> _Data for this task_:
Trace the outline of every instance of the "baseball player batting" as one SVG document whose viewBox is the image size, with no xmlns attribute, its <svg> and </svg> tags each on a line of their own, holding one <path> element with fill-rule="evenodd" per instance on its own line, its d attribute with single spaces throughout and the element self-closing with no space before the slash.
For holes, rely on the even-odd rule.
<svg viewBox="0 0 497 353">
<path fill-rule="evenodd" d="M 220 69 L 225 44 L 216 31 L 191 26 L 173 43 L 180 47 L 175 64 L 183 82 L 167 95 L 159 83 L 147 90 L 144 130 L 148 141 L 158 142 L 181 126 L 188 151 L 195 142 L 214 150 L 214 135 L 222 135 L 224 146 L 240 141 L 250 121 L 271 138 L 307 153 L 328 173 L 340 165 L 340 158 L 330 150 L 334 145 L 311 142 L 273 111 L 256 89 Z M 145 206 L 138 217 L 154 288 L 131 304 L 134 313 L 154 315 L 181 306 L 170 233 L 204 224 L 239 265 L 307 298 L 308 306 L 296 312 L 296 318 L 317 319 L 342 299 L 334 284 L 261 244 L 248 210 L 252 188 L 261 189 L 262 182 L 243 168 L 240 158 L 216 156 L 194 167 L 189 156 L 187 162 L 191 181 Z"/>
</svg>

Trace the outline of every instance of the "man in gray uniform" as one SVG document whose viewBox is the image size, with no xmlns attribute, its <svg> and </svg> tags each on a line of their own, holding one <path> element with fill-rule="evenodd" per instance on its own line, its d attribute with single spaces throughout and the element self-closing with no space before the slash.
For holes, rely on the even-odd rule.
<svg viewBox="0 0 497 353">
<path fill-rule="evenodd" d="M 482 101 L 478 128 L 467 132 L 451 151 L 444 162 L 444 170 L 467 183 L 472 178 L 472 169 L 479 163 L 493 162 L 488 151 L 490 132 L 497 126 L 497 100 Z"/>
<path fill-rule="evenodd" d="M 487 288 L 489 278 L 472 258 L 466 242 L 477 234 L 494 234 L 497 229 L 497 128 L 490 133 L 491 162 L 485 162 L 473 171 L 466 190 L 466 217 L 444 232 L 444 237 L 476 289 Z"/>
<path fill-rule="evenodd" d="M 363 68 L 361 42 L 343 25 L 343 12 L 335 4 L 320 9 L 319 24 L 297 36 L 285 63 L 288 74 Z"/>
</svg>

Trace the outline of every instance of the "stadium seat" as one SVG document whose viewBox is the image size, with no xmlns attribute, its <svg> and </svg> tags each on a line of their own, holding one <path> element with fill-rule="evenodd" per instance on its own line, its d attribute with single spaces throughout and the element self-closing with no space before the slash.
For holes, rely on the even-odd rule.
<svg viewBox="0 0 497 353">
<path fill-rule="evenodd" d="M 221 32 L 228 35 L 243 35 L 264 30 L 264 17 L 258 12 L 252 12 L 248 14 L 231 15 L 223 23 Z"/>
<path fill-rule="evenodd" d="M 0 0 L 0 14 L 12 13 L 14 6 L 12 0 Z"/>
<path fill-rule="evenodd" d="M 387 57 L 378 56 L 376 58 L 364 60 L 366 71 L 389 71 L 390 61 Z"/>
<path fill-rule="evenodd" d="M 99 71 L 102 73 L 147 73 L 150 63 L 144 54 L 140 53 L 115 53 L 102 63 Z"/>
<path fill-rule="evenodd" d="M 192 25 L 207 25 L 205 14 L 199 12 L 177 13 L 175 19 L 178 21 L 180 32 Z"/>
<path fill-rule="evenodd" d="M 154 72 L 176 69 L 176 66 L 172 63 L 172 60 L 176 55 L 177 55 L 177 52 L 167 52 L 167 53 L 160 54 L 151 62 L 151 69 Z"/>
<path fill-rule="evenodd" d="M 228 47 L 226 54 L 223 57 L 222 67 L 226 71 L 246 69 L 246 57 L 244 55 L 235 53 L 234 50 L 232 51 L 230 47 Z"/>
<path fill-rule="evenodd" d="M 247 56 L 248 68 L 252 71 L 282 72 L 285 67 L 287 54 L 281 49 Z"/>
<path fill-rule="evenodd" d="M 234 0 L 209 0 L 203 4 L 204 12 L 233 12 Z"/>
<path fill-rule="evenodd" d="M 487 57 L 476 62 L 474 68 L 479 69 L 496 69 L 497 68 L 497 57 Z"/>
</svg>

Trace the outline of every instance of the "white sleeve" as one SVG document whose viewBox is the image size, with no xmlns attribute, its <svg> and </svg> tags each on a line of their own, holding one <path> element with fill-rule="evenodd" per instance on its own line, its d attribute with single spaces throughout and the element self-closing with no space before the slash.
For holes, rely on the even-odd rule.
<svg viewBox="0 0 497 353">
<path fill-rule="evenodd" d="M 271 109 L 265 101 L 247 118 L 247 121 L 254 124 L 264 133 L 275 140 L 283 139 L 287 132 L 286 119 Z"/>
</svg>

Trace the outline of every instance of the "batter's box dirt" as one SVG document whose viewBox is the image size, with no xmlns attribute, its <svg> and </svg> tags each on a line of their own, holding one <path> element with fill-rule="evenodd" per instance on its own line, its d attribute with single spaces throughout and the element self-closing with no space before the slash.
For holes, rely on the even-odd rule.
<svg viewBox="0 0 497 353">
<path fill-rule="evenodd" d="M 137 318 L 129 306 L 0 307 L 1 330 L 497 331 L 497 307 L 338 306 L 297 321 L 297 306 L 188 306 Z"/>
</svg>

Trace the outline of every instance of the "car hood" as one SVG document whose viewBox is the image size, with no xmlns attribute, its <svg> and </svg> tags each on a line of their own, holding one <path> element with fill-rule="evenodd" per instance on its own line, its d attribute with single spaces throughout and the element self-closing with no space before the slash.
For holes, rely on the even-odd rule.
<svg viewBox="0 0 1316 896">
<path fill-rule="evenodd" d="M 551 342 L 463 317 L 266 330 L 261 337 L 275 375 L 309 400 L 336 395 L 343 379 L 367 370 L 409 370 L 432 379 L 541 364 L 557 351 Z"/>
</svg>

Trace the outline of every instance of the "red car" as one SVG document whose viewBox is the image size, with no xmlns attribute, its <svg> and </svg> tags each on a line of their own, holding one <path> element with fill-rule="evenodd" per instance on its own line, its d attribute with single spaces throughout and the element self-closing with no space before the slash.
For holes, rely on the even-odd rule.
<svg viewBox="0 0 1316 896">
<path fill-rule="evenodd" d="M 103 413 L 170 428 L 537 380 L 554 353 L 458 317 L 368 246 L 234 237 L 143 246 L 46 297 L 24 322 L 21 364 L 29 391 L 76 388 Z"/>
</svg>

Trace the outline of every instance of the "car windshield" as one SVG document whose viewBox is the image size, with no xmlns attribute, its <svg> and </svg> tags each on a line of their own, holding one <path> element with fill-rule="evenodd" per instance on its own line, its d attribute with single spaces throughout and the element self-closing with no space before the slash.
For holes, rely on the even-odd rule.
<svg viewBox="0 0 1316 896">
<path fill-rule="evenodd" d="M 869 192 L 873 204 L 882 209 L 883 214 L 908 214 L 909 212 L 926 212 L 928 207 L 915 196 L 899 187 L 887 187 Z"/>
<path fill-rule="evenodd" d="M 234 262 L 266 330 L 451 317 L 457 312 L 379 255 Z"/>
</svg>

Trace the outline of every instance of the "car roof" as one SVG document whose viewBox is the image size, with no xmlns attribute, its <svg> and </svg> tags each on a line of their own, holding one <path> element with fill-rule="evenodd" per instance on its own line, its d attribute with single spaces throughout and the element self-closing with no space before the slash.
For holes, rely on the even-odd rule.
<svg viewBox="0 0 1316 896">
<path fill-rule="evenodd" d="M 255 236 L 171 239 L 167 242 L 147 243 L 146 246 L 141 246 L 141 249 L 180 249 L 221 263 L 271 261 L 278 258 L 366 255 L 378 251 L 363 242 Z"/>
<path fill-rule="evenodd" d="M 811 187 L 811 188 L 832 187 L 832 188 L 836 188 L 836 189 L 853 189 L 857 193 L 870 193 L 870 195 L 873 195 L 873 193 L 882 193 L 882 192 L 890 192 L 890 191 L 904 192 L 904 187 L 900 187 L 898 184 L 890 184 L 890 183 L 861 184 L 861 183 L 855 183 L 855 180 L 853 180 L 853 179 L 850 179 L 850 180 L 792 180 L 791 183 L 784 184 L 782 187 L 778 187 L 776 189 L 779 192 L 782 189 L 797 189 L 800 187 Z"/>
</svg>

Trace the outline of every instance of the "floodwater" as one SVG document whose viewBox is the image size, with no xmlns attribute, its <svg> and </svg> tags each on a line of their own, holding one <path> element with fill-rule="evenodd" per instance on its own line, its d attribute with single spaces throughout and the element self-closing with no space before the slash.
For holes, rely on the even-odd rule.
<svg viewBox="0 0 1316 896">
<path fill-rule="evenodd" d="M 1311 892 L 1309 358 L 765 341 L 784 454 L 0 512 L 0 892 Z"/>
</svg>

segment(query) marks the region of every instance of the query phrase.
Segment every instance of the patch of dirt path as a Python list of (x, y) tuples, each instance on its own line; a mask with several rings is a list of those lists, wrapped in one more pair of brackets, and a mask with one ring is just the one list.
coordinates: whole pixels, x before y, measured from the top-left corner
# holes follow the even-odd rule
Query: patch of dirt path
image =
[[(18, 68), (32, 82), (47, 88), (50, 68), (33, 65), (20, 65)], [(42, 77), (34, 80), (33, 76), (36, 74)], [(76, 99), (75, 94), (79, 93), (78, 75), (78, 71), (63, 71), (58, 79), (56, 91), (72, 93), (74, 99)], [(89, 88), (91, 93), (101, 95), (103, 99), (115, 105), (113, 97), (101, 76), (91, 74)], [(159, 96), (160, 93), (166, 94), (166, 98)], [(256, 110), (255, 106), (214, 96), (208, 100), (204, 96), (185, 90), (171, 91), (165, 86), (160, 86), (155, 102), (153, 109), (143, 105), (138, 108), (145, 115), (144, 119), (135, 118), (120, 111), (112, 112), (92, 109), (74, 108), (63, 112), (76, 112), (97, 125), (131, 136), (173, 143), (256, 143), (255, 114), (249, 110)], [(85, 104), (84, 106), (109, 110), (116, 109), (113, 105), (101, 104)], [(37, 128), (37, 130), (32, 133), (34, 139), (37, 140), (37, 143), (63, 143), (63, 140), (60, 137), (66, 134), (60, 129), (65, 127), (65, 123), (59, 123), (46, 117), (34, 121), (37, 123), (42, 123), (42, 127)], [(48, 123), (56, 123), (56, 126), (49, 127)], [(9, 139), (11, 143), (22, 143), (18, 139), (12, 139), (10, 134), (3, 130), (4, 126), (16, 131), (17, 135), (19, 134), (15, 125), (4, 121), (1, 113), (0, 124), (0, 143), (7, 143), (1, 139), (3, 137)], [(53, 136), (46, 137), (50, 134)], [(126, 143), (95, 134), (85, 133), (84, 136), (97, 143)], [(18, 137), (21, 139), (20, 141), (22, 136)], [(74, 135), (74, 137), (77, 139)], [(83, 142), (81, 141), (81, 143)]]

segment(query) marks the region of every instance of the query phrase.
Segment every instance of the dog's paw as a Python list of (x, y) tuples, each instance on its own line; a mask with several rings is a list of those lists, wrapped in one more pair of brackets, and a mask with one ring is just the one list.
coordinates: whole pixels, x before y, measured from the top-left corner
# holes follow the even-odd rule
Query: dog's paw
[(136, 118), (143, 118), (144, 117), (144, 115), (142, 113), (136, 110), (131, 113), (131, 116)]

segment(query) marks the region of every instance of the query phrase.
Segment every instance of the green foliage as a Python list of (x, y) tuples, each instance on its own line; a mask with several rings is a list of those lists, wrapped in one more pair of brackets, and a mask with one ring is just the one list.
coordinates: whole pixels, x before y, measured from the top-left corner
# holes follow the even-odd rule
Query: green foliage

> _Description of the task_: Pick out each line of the listing above that contains the word "Python" and copy those lines out in full.

> _Result for this task_:
Segment every instance of the patch of dirt path as a Python list of (x, y) tuples, each instance on its own line; a mask with several rings is a list of those lists, wrapped in one more pair of brackets, and a mask with one ring is just the one list.
Segment every instance of the dog's paw as a Python list of (x, y) tuples, each instance on its own line; a mask with several rings is a list of those lists, wrapped in one more pair of brackets, and a mask with one ring is just the one list.
Segment every instance of the green foliage as a Python list of (x, y) tuples, each instance on its own line; a mask with several rings is a list of those lists, wrapped in one more pair of brackets, and a mask with one ring is just the one list.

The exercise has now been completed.